EXERCISE REQUIREMENTS ▸ Update the records so that "instance" becomes "occurrence" wherever it occurs, with every other part left unchanged.
::: PROVIDED ENTRIES :::
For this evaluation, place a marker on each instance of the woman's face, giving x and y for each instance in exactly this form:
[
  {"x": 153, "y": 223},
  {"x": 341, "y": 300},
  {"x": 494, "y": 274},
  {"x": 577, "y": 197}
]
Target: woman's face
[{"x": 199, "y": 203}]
:::
ANSWER BELOW ▸
For this evaluation, place a marker on each occurrence of the woman's face, giving x and y for each occurrence in exactly this form:
[
  {"x": 153, "y": 223},
  {"x": 341, "y": 300},
  {"x": 494, "y": 274},
  {"x": 577, "y": 197}
]
Target: woman's face
[{"x": 199, "y": 203}]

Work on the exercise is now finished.